Sabtu, 04 November 2017

MAKALAH SISTEM PEMERINTAHAN UNDANG - UNDANG SEMENTARA (UUDS) 1950



BAB I
PENDAHULUAN
A.  Latar Belakang
Pada waktu berlakunya Konstitusi Republik Indonesia Serikat dan Undang-Undang Dasar Sementara penyelenggaraan pemerintahan negara menganut sistem pemerintahan Kabinet Parlementer (Sistem Pertanggungjawaban Menteri).
Sistem Kabinet Parlementer pada masa berlakunya Konstitusi Republik Indonesia Serikat belum berjalan sebagaimana mestinya, sebab belum terbentuk Dewan Perwakilan Rakyat hasil pemilihan umum, sedangkan pada waktu berlakunya Undang-Undang Dasar Sementara, Sistem Kabinet Parlementer baru berjalan sebagaimana mestinya, setelah terbentuk Dewan Perwakilan Rakyat berdasarkan pemilihan umum tahun 1955 tersebut
Badan Konstituante bertugas membentuk UUD yang baru.dalam menjalankan tugas badan konstituante tidak pernah membuahkan hasil, padahal kondisi negara dalam keadaan yang memprihatinkan.
Pada masa UUDS 1950 (17 Agustus 1950-5 Juli 1959) terjadi sebuah dinamika politik dan hukum di Indonesia. Setelah terjadi perubahan UUD di Indonesia dari UUD 1945, kemudian diganti dengan UUD RIS (pada masa pergantian RI menjadi RIS), setelah itu diganti dengan UUDS 1950.
Meninjau lebih dalam tentang lembaga negara yang ada pada masa UUDS 1950 dengan sebuah tinjauan yuridis. Karena kita akan berbicara tentang lembaga negara pada tataran yuridis, bukan dari segi politik. Diakui atau tidak kita tidak bisa memisahkan antara politik dan hukum. Akan tetapi, nampaknya terkadang kita harus sedikit lebih tegas dalam mengambil sebuah benang merah. Saling berkaitan, berhubungan dan saling mendukung tentu saja ada. Meski demikian, konsentrasi kita adalah menilik UUDS 1950 dari segi yuridis, aturan hukumnya.

TUJUAN:
Tuliskan kembali bagian makalah tentang UUDS 1950 dari "Meninjau lebih dalam" sampai "yuridis, aturan hukumnya." persis seperti aslinya. Gunakan hanya makalah ini sebagai acuan.

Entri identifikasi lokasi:
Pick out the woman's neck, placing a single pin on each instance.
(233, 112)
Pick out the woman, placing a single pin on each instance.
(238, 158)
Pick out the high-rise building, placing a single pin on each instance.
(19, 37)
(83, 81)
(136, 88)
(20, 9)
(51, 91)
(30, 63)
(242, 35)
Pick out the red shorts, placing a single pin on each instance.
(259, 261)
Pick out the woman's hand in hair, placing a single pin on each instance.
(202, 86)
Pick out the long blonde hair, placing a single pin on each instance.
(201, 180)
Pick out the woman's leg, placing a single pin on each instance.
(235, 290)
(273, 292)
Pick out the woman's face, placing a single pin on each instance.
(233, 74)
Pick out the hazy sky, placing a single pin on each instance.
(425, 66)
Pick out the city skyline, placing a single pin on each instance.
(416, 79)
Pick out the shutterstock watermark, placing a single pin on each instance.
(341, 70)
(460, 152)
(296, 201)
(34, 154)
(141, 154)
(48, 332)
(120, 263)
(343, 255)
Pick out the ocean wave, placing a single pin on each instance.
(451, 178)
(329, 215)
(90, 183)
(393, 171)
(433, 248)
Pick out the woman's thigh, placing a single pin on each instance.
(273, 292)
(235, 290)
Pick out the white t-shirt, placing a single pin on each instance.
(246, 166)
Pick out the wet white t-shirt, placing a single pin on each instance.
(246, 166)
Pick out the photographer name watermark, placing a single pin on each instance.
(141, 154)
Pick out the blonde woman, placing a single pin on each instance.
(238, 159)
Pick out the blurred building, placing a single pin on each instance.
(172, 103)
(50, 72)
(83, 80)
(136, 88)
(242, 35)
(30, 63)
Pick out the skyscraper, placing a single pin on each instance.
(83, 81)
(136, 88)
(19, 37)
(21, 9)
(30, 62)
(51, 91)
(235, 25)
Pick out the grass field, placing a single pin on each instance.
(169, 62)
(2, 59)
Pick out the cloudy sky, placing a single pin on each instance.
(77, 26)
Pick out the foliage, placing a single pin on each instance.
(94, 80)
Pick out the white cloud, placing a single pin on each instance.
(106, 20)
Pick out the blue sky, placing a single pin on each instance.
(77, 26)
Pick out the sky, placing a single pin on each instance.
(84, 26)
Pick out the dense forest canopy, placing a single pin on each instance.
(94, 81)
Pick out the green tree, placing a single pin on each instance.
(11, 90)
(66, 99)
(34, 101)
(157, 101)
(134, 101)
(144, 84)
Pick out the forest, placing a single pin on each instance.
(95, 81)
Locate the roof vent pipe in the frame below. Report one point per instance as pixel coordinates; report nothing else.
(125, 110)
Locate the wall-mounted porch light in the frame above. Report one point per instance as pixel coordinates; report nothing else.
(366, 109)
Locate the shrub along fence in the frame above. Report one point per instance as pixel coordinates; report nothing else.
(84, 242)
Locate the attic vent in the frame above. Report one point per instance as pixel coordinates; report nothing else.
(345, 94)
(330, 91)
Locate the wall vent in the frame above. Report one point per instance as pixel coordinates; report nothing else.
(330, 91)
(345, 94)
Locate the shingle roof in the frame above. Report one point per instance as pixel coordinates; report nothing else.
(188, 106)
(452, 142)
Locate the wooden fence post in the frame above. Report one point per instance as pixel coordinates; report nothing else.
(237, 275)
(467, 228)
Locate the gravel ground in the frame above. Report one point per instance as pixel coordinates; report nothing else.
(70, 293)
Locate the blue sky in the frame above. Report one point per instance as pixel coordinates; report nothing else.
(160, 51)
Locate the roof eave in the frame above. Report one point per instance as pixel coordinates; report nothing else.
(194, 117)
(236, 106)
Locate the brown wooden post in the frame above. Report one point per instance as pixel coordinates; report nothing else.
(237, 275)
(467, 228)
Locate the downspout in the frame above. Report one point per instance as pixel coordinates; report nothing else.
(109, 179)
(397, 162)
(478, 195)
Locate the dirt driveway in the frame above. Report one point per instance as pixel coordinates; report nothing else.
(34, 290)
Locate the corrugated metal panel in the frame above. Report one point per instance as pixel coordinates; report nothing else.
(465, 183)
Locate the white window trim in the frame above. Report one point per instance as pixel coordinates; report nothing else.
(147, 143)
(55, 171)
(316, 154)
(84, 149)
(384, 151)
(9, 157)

JAWABAN SOAL:
Meninjau lebih dalam tentang lembaga negara yang ada pada masa UUDS 1950 dengan sebuah tinjauan yuridis. Karena kita akan berbicara tentang lembaga negara pada tataran yuridis, bukan dari segi politik. Diakui atau tidak kita tidak bisa memisahkan antara politik dan hukum. Akan tetapi, nampaknya terkadang kita harus sedikit lebih tegas dalam mengambil sebuah benang merah. Saling berkaitan, berhubungan dan saling mendukung tentu saja ada. Meski demikian, konsentrasi kita adalah menilik UUDS 1950 dari segi yuridis, aturan hukumnya.